#### [Written exercise]
Put the stretch of items from the line containing "pixel 397 148." through the line containing "Query: tree root" into a Markdown table with the columns Row and Item line, one numbered row per line. Skip blank lines and leave the pictures out.

#### [Extracted data]
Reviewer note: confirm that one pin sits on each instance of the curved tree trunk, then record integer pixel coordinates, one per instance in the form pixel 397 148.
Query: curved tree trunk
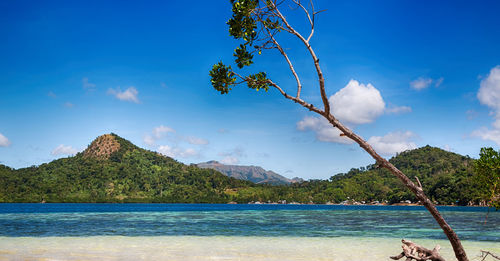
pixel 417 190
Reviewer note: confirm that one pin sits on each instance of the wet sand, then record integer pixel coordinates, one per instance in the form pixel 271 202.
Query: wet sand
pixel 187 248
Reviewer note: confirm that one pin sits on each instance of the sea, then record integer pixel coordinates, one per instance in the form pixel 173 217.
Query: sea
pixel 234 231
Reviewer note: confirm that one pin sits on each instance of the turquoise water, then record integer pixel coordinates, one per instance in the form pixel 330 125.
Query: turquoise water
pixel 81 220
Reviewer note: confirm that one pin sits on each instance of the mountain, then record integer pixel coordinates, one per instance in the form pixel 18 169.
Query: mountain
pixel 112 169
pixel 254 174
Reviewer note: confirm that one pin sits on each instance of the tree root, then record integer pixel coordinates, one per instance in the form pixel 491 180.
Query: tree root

==

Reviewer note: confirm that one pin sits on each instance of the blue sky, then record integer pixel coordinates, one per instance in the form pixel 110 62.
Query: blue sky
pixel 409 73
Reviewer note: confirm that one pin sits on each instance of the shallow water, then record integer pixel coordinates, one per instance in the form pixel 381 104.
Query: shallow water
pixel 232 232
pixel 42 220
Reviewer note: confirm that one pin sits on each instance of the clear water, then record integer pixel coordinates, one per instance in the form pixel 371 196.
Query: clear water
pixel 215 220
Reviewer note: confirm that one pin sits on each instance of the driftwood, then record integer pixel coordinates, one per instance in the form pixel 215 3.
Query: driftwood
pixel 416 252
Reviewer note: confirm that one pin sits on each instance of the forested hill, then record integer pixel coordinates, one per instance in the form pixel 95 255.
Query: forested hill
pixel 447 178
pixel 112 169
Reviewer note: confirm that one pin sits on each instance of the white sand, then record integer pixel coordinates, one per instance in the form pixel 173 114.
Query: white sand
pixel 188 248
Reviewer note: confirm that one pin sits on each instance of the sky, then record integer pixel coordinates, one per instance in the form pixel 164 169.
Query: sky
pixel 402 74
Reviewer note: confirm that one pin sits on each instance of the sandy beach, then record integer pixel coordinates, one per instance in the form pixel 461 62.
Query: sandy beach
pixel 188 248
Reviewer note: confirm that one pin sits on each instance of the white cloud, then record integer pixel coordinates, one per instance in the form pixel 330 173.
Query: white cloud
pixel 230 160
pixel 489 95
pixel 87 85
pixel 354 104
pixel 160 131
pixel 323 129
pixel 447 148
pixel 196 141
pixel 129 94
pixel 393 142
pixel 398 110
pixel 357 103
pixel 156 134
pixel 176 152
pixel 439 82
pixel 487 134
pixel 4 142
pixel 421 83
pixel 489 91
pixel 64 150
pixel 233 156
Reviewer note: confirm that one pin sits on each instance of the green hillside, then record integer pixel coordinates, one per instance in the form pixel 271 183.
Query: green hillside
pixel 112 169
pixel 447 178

* * *

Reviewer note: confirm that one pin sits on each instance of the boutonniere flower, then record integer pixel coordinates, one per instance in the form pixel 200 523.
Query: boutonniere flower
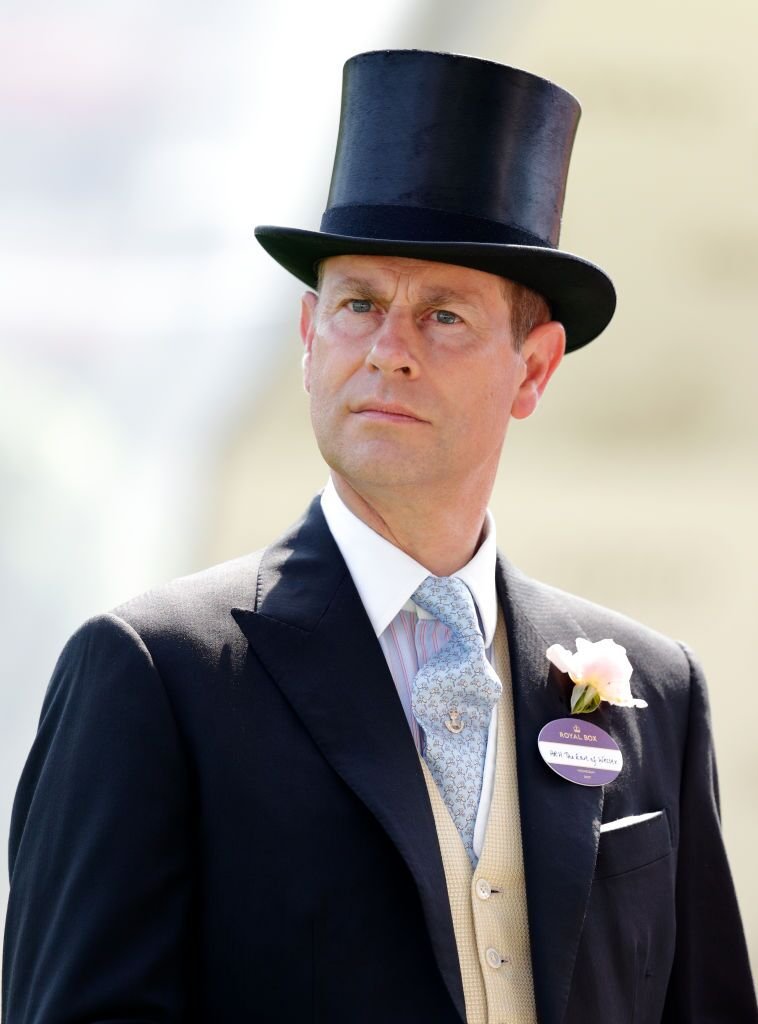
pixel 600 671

#### [Response]
| Row | Item line |
|---|---|
| 1 | Reviewer note: confirm that one pin sits on each instance of the curved tree trunk, then record integer pixel coordinates, one per instance in the form pixel 397 148. |
| 2 | Query: curved tree trunk |
| 3 | pixel 417 190 |
| 4 | Reviewer note: confirm that one pin sits on each instance of the wet sand, then record integer pixel coordinates, one per instance in the form pixel 271 202. |
| 5 | Query: wet sand |
| 6 | pixel 187 248 |
| 7 | Reviewer note: confirm that one pin sits on each instance of the sea, then record integer pixel coordinates, one per instance in the form pixel 173 217. |
| 8 | Query: sea |
| 9 | pixel 234 231 |
| 10 | Reviewer note: confirm that one pin sits on each instance of the turquoise water, then record integer pixel coordinates, one per instance in the form pixel 330 125. |
| 11 | Query: turquoise water |
| 12 | pixel 81 220 |
| 13 | Reviewer note: confirm that one pin sits on each instance of the mountain, then record integer pixel coordinates, one per instance in the form pixel 18 169. |
| 14 | Query: mountain |
| 15 | pixel 112 169 |
| 16 | pixel 254 174 |
| 17 | Reviewer note: confirm that one pin sits on each instance of the tree root, then record integer pixel coordinates, one per instance in the form pixel 491 180. |
| 18 | Query: tree root |